What is asked >> Starting at the line with "TARGET = metal footboard" in it, reproduce each line below through the last one, exactly, and include nothing else.

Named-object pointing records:
* * * * * * *
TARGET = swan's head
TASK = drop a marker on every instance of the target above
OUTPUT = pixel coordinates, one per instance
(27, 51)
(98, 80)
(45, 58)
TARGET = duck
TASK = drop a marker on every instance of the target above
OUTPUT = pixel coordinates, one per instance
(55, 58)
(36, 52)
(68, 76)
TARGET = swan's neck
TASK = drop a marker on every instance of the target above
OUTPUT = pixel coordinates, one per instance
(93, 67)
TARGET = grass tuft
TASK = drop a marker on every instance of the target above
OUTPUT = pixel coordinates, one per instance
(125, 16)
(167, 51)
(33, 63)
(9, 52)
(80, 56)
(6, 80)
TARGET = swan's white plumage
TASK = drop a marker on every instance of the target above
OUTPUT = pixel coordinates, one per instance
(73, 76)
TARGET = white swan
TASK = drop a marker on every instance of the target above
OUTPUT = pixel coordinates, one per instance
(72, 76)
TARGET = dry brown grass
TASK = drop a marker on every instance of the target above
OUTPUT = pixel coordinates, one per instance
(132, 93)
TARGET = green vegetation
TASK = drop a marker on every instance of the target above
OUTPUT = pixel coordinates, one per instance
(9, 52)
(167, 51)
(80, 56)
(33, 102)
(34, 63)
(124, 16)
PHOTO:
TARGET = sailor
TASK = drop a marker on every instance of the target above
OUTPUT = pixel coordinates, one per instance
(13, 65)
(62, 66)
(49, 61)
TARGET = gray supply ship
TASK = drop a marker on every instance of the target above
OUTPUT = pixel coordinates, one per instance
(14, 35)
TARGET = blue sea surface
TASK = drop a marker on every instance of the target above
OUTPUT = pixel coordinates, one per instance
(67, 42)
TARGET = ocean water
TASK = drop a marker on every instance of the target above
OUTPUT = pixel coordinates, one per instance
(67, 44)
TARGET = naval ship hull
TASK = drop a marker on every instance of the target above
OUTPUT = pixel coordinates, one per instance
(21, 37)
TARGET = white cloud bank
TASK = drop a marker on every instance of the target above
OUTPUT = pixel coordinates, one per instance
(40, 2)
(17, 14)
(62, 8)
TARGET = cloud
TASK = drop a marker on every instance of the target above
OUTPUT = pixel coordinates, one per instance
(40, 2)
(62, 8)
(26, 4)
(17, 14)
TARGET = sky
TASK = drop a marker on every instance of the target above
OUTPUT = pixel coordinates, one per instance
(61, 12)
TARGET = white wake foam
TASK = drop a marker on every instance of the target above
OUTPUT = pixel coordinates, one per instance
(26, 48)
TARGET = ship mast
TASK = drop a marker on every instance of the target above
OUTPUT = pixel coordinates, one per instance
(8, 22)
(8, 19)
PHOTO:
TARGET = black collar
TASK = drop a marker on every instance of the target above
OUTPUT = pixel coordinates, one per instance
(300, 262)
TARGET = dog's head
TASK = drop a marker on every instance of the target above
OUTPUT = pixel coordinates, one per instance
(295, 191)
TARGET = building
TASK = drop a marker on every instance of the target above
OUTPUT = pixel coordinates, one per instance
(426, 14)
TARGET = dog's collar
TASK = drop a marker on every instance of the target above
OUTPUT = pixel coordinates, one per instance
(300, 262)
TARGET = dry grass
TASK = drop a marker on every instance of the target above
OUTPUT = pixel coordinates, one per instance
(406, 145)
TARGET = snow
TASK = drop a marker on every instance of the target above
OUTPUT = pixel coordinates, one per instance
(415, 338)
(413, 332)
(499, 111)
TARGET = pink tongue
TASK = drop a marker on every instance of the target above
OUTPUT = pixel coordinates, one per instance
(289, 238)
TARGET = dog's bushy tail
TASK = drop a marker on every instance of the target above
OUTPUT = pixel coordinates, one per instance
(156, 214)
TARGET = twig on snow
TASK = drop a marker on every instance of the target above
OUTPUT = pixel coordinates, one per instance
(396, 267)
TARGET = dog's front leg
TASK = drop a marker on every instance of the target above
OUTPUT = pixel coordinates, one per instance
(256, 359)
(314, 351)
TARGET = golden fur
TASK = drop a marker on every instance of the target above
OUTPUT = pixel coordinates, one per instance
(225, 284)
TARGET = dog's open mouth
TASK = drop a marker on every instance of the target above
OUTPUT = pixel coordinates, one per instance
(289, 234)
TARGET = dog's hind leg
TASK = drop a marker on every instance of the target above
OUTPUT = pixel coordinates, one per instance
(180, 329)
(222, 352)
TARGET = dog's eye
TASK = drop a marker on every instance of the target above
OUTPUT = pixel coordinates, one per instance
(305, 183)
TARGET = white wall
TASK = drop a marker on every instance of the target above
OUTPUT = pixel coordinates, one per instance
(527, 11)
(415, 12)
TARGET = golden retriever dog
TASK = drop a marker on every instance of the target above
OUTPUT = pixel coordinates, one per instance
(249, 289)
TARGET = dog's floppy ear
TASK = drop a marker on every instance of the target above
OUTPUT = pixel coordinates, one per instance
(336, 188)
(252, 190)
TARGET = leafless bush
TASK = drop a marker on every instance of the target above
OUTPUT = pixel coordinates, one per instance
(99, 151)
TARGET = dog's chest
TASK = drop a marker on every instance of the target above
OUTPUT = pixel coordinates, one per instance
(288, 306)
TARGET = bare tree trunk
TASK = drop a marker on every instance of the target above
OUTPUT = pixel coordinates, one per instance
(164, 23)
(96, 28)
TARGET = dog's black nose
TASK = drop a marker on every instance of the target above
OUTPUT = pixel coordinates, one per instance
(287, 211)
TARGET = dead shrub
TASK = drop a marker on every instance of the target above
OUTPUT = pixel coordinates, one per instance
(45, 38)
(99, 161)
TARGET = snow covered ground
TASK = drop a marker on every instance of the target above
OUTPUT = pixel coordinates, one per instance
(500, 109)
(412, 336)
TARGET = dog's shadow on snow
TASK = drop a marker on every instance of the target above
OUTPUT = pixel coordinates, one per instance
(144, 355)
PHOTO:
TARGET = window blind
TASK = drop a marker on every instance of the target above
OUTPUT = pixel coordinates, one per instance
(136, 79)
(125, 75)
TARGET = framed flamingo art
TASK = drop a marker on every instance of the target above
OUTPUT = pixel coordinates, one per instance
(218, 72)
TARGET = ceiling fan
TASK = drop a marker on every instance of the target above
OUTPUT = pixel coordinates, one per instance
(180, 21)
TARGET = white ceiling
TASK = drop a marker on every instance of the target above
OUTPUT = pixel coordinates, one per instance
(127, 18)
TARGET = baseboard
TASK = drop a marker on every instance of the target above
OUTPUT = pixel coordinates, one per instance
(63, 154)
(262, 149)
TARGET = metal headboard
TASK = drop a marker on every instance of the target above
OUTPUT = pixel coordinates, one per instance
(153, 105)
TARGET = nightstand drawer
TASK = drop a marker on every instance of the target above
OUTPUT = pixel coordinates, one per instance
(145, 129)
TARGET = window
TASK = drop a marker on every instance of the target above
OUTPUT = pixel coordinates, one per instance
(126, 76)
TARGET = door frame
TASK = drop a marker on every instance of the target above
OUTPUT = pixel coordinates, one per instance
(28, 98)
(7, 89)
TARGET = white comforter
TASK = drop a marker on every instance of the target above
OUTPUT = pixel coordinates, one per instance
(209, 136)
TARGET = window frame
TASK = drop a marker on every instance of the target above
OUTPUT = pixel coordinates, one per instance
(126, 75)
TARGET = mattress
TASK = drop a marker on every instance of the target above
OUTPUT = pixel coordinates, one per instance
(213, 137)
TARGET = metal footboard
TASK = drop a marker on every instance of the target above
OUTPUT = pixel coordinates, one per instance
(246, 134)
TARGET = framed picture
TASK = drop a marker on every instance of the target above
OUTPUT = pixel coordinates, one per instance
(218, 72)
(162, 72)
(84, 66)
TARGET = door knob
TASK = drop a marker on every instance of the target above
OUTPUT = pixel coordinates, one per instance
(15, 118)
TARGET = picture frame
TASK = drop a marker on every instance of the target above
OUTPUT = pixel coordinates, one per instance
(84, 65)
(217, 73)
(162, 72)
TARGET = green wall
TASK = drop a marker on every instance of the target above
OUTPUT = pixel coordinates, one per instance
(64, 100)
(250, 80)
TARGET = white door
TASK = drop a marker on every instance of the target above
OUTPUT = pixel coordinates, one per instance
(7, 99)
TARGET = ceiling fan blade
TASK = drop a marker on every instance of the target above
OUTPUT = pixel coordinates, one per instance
* * * * * * *
Complete response >>
TARGET = metal footboard
TASK = drop a marker on every instance of the target above
OUTPUT = pixel coordinates, one per instance
(246, 134)
TARGET = framed picture
TASK = drop a marker on every instance of the target above
OUTPUT = pixel coordinates, one per instance
(218, 72)
(162, 72)
(84, 66)
TARGET = door knob
TASK = drop a marker on every instance of the target above
OUTPUT = pixel coordinates, one per instance
(15, 118)
TARGET = picture frame
TASK = drop a marker on every instance of the target above
OUTPUT = pixel coordinates, one per instance
(84, 65)
(217, 73)
(162, 72)
TARGET = green wall
TASK = drop a marker on every instance of the target above
OUTPUT = pixel coordinates, one per instance
(64, 100)
(250, 80)
TARGET = white door
TASK = drop a marker on every instance of the target above
OUTPUT = pixel coordinates, one per instance
(7, 99)
TARGET = ceiling fan blade
TASK = drop a marker on every instance of the target above
OUTPUT = pixel coordinates, one per instance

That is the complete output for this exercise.